PASSAGE SHOWN:
..........
Teaching Life Skills in Everyday Chores: A System to Clean the Playroom

Before we dive into this post, let’s get something out of the way: My kids have too many toys. I know it, you know it, we all know it, and they won’t believe it for a second. Thinning out the hoards we’ve collected over the years is going to be a post all on its own. For now, today’s topic is about how to equip kids to manage their stuff when there is a mountain of it. Because as a result, you’ll equip them to manage the mountains they’ll face in life.

I have a system of chore cards that works really well for helping the kids contribute to general cleaning around the house. But when the dreaded “clean the playroom” card is drawn, we have been really struggling with whining, protesting, and sometimes outright crying! Obviously, there are some heart issues I need to address in those responses, which I do. Every. time. It was exhausting to have a conversation every time this chore needed to be done, (which is daily of course!)

I finally realized that their attitudes weren’t the root problem. I’m grateful to say that my kids generally have obedient spirits and are joyful. The way they were acting about this job was out of character for them. The truth of the matter is, I was giving them a too-large job without teaching them how to execute it well.

It dawned on me that this was an great opportunity to teach my kids an important life skill: How to break down a big, daunting job into smaller tasks that can be done one at a time until the whole project is complete. How many times have I been facing a project that is so huge I don’t even want to start? Or don’t know where to start? Or get distracted along the way? My kids playroom- because it’s way too big with way too many toys-- is a kid-sized picture of the adult sized mountains they’re going to have to learn how to climb in life.

When we have to do a huge thing we don’t want to do, or don’t know how to do, the best way to get it done is to break it up into manageable pieces, right? So that’s exactly what I needed to teach my kids how to do in their playroom. They need to learn that you climb a mountain by putting one foot in front of the other.

I sat down with the kids and a stack of brightly colored card stock and a sharpie, and we listed out all the small, one-minute tasks that, when completed, would result in a clean playroom.

We cut the sheets of 8-½” x 11” card stock in half, and wrote one task on each piece of the card stock. After it was all done, we had 46 chore cards. The last card says “Mom’s Choice (Save for Last)” because I knew there would be something we’d forget or an odd piece of clothing left over after every cleaning session.

We then laminated the cards. You can have this done at an office supply store or buy your own laminator. The laminating machines can be purchased for around $20 at Target or Costco and I use mine all the time.
..........
SET TASK A: According to the playroom-cleaning post, how many chore cards did the family end up with?
SET TASK B: Please pick up the playroom-cleaning post after its last sentence and carry it forward.
The records that come next aren't needed.

GIVEN RECORDS:
..........
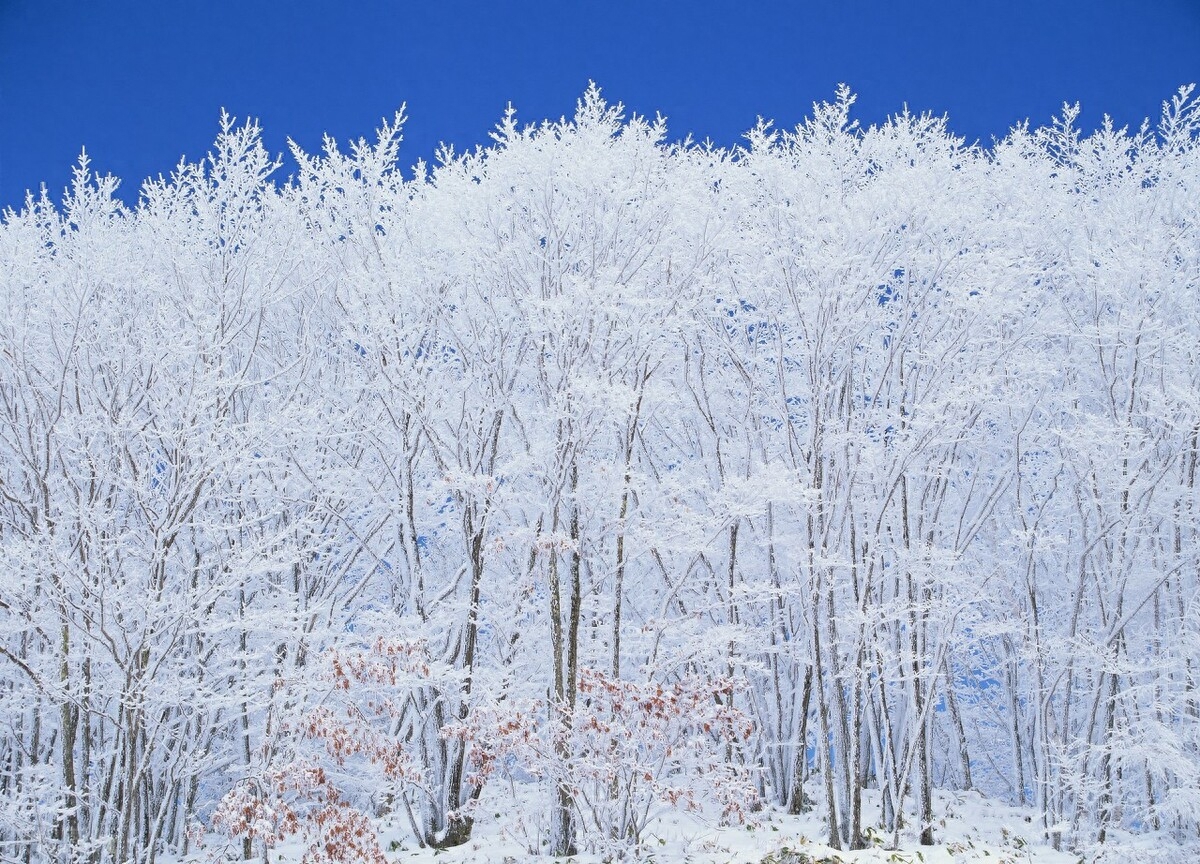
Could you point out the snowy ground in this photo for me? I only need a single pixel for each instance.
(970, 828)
..........
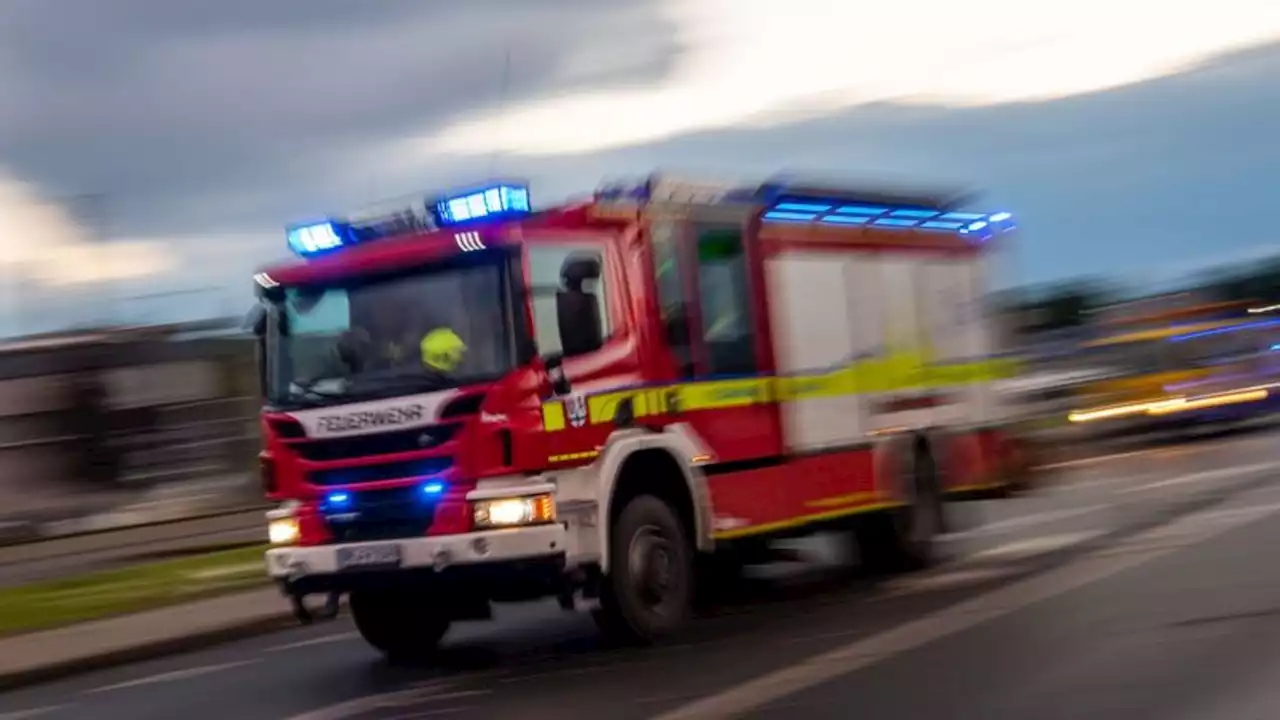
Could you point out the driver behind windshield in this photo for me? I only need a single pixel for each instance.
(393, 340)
..........
OUTPUT A: 46

OUTPUT B:
At Office Depot, I bought two clear wall mount file holders and hung them vertically on the wall. I labeled the top one “Dirty” and the bottom one “Clean.” They are hung totally in reach of the young ones (I tested the height on my three year old before hanging).

When the playroom is messy, all the cards are in the top folder. When it’s time to clean the room, it’s easy to explain to kids how to clean:

1. Take a card out of the top,
2. Do the job,
3. Put the card in the bottom folder when it’s complete.

When all the cards are down below, the playroom is clean!

The test drive is always the most important part. Any system can work in theory, but I was curious to know if my kids would really clean the playroom successfully (and with good attitudes) using this method. Perhaps the novelty hasn’t yet worn off, but I am amazed at the difference in them! They just plugged through the cards, one at a time, until the room was done. With three kids, ages 9, 6, and 3, the room took 10 minutes. Even my little guy, (who initially protested because he heard the words “Clean the Playroom” and has learned by the example of his older siblings that these words must mean a fate worse than death), started to enjoy the sense of accomplishment and grown-up feeling of contribution as he completed cards.

One example of a task is “Stack the Cardboard blocks in the Corner.” That is a lot more fun to a three-year-old than “Clean the Playroom.” Other cards feel more like a treasure hunt: “Put all the airplanes in a blue bucket.” It helps the younger ones be involved in as enjoyable a way as possible.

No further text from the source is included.